ABOUT THIS TASK ▸ Give the number of lines in the data below where the word "marker" appears, and nothing besides.

[Referring expression data]
◇ ◇ ◇
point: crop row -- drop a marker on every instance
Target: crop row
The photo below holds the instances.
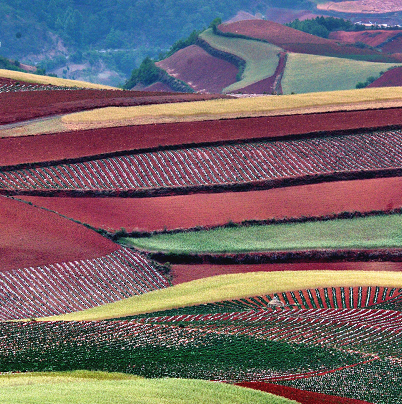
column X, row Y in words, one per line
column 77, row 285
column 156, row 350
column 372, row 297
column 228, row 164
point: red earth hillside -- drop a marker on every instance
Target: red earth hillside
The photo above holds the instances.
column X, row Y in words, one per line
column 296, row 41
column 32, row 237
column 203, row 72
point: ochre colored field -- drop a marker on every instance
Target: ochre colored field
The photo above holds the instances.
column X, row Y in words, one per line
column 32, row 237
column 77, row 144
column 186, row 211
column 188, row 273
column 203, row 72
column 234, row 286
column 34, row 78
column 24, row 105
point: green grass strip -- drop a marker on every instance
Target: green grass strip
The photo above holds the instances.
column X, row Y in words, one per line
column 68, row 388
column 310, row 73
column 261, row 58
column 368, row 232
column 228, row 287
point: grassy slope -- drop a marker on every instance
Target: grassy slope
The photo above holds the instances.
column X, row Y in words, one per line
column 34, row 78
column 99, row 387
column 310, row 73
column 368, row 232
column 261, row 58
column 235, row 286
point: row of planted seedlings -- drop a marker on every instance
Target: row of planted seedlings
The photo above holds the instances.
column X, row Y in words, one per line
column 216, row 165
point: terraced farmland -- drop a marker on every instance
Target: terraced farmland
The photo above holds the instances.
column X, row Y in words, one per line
◇ ◇ ◇
THE COMPLETED TASK ▸ 7